* Objective
Please count the lines below that contain the string "scale", treating uppercase and lowercase as different, and give only that number.

━━━━━━━━━━━━━━━━

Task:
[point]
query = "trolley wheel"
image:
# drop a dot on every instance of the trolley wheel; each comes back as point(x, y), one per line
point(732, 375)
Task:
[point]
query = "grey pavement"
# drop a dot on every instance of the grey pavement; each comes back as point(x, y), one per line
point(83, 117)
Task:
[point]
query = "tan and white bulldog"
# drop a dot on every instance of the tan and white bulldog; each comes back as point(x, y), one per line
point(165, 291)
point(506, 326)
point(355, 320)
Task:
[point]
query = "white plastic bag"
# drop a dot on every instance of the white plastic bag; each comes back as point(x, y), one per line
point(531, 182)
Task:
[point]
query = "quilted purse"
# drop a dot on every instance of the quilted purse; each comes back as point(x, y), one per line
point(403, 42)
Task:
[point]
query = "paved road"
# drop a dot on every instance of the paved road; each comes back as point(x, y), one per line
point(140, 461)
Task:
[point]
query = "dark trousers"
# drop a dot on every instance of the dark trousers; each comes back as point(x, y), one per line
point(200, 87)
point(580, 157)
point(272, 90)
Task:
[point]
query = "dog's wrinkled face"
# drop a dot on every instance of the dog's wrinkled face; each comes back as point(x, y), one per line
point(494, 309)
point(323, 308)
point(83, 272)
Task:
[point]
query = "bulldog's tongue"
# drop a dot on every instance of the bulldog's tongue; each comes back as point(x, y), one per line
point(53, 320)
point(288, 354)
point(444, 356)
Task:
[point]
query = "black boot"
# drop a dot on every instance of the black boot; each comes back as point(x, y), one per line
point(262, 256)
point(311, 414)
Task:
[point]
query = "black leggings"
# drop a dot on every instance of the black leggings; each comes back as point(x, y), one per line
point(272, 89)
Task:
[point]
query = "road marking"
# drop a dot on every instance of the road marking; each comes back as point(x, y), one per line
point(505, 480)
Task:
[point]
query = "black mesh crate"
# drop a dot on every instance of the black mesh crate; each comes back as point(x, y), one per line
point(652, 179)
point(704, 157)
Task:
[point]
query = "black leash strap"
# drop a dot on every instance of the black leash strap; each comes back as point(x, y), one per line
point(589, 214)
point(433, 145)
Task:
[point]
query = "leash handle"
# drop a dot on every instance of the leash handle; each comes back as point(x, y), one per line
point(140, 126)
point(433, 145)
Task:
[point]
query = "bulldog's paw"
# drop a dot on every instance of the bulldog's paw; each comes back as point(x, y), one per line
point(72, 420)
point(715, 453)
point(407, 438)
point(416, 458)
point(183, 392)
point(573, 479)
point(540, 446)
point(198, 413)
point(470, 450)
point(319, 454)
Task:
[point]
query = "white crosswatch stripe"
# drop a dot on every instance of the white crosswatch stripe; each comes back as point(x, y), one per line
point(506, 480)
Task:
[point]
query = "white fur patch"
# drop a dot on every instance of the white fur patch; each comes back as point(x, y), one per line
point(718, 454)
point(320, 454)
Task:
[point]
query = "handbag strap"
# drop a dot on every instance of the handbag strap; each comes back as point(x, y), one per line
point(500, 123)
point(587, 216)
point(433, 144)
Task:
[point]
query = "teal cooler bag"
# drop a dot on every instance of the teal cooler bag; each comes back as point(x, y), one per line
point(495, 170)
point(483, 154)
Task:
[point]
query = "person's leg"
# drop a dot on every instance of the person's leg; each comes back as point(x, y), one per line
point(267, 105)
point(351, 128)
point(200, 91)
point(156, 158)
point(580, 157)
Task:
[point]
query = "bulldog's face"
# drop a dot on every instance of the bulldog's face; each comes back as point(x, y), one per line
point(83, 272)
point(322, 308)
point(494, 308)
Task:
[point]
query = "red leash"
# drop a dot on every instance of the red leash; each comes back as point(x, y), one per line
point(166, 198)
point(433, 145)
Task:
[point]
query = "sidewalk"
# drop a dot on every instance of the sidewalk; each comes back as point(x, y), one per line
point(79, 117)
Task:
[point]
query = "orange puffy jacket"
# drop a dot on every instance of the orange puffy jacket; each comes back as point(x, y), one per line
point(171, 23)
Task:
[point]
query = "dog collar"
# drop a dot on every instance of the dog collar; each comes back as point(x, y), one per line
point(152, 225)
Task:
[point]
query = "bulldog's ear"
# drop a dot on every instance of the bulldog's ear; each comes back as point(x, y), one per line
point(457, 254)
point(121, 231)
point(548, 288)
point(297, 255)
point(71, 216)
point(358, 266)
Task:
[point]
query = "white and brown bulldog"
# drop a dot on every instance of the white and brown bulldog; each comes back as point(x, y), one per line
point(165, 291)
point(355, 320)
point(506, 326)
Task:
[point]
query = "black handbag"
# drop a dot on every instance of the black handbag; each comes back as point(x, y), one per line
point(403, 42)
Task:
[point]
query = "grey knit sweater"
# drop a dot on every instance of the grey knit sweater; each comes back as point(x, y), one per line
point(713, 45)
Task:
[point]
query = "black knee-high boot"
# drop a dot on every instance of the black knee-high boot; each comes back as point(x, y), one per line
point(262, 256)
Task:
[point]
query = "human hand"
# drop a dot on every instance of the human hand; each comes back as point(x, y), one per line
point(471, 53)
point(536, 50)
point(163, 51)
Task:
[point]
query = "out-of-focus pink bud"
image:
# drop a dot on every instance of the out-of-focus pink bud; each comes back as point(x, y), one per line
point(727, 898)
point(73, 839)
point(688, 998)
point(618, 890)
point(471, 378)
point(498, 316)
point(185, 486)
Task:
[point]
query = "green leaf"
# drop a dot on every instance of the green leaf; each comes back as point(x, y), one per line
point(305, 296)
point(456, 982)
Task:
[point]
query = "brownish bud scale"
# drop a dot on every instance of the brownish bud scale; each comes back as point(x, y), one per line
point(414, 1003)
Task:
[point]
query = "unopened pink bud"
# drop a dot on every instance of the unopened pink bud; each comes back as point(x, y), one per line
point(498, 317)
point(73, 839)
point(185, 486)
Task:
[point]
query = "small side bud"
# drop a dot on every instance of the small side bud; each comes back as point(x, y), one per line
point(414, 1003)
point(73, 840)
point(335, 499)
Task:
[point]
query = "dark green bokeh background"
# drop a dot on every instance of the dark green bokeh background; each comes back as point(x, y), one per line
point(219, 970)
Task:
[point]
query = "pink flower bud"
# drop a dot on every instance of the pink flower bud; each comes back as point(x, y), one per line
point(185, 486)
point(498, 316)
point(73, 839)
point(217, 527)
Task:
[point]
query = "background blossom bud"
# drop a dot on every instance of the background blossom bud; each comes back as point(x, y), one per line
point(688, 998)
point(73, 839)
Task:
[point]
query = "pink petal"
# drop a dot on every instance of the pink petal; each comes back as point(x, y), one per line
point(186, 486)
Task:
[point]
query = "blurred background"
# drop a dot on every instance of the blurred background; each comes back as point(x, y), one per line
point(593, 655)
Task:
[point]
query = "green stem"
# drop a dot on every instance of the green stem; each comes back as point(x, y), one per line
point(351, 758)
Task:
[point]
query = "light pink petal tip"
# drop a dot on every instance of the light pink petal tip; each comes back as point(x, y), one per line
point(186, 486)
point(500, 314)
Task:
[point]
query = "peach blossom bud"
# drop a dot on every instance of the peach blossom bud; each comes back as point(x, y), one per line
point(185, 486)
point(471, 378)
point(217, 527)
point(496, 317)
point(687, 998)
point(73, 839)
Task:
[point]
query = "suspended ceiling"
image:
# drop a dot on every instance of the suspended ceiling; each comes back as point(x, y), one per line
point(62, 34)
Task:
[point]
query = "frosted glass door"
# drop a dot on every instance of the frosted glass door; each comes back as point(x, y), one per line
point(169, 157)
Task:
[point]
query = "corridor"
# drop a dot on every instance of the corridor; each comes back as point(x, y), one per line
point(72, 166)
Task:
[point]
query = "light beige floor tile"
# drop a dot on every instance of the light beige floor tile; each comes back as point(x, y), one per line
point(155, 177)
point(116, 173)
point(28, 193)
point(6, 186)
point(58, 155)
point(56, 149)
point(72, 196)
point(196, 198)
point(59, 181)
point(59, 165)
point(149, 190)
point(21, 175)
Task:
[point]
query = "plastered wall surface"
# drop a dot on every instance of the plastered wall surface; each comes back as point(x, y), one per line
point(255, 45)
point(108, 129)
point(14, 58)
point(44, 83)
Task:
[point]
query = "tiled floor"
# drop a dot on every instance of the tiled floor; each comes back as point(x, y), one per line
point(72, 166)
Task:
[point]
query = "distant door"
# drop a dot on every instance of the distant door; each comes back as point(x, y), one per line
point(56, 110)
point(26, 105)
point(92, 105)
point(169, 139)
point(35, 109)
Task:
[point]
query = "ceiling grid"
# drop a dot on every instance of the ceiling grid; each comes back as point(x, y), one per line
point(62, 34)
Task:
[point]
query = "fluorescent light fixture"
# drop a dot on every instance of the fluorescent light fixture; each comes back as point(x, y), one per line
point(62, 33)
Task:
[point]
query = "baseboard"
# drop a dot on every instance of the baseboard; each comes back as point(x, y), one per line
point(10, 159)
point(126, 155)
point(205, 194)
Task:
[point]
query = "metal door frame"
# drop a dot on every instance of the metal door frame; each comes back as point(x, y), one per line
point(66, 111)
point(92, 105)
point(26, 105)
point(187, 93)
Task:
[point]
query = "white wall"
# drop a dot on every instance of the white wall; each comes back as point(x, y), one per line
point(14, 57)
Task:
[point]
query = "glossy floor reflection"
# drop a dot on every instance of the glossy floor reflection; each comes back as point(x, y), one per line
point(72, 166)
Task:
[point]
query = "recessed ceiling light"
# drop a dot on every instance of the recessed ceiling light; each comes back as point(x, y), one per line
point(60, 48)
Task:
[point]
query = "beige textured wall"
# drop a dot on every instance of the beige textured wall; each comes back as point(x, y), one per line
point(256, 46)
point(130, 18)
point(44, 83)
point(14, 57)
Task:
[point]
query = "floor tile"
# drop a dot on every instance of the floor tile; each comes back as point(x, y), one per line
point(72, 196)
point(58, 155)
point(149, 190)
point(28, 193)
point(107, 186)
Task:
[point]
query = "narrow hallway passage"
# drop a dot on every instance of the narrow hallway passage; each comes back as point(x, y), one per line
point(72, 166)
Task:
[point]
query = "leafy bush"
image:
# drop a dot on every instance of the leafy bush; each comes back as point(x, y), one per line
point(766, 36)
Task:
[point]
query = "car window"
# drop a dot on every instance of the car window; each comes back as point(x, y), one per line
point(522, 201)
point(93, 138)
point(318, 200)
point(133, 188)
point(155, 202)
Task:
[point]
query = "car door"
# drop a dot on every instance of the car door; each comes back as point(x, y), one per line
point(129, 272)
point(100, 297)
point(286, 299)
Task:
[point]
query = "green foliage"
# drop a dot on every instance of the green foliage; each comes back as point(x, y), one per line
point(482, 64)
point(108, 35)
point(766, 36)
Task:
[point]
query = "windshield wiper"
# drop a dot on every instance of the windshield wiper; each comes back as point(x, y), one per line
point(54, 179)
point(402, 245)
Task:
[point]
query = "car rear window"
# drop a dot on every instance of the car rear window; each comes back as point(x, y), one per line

━━━━━━━━━━━━━━━━

* Worked solution
2